● Direction: Set out every line of the records below as a numbered list, omitting blank lines. Leave the pictures out of your answer.

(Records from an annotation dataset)
═══
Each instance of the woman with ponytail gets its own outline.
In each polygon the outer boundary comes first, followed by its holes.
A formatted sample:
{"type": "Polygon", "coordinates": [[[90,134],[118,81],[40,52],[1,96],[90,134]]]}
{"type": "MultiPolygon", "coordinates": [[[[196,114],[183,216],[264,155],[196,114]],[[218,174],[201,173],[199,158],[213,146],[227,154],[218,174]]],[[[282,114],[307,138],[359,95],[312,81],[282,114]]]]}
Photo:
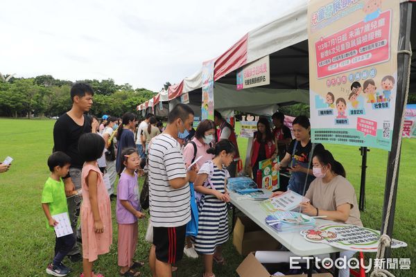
═══
● Correct output:
1. Each instance of the woman with ponytail gets its own outline.
2. In each polygon the outer boundary comes first, followed by its holes.
3. A formatted sample:
4. {"type": "Polygon", "coordinates": [[[90,134],[118,81],[40,52],[1,96],[90,134]]]}
5. {"type": "MultiPolygon", "coordinates": [[[[196,114],[183,216],[264,155],[196,114]],[[218,174],[201,173],[199,158],[213,146],[227,154],[218,174]]],[[[282,114],[307,138],[359,95],[312,81],[282,114]]]]}
6. Photo:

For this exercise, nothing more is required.